* _Goal of the exercise_
Decide whether each statement agrees with the Bazi text below: (a) the Day Master comes from the stem of the Hour pillar; (b) each pillar holds one Heavenly Stem and one Earthly Branch; (c) the engine needs more than one input. Answer yes or no for each and quote the deciding words.

[Start of Selected text]

Quick answer. The Bazi engine takes one input — your exact birth moment — and computes the Year, Month, Day, and Hour pillars, each holding one of ten Heavenly Stems (天干) and one of twelve Earthly Branches (地支). From those eight characters it derives your Day Master (日主), the hidden stems lurking in each branch, the Ten Gods relationships, and the timing of the Luck Pillars (大运) that govern each decade. The astronomy is exact; the interpretation is the practitioner's craft.
The Eight Characters — Bā Zì
Bazi literally means eight characters. The system takes your birth moment and renders it as a 4×2 grid: four time pillars (Year, Month, Day, Hour) and two characters per pillar (one Heavenly Stem, one Earthly Branch). The characters are chosen from the same sexagenary cycle (六十甲子) the Chinese calendar has used for over three thousand years.
The full grid for someone born on, say, 15 June 1990 at 14:30 in Shanghai might look like this:
| Pillar | Stem (天干) | Branch (地支) | Element of stem |
|---|---|---|---|
| Year | 庚 Gēng | 午 Wǔ | Yang Metal |
| Month | 壬 Rén | 午 Wǔ | Yang Water |
| Day | 丁 Dīng | 未 Wèi | Yin Fire ← Day Master |
| Hour | 丁 Dīng | 未 Wèi | Yin Fire |
That single grid encodes more information than it looks. The Day stem (here 丁 Yin Fire) becomes the Day Master — the chart's I, the reference point against which everything else is measured. The branches each carry hidden stems. The relationships between the eight characters and the Day Master become the Ten Gods. The pillars themselves are sequenced into Luck Pillars that move through the decades of the life. The engine derives all of this from one input: a moment in time at a place on Earth.

[End of Selected text]
[Start of Supplied material]

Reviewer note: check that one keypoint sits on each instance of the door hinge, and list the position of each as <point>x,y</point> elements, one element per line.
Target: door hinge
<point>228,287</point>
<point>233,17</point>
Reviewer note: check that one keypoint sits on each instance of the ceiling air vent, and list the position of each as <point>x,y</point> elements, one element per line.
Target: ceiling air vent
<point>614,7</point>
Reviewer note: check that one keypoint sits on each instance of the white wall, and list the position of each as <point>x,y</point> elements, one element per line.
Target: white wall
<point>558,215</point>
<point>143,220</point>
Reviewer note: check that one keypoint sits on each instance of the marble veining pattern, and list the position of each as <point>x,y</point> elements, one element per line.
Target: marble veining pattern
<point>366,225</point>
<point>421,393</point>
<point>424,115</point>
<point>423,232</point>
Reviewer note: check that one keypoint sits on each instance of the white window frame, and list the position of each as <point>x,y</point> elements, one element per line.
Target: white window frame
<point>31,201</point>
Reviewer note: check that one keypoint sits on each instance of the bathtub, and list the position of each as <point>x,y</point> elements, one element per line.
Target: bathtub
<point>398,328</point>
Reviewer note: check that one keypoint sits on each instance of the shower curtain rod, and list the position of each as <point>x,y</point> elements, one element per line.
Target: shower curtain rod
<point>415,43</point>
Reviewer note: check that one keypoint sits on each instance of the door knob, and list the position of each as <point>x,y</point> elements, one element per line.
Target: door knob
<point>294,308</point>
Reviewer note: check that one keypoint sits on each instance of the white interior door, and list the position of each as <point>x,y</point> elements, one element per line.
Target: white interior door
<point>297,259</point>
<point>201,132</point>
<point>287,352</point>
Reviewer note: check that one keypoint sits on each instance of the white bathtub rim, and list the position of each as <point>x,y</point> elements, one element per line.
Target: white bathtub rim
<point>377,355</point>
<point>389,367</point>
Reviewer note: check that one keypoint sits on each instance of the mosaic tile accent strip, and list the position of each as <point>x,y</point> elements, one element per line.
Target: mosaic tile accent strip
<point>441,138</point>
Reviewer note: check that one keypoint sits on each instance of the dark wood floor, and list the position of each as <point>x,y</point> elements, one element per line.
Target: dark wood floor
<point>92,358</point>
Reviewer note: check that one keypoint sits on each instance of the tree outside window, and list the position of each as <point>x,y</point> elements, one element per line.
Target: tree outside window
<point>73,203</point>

[End of Supplied material]

* _Written answer_
(a) No: "The Day stem (here 丁 Yin Fire) becomes the Day Master"
(b) Yes: "two characters per pillar (one Heavenly Stem, one Earthly Branch)"
(c) No: "The Bazi engine takes one input — your exact birth moment"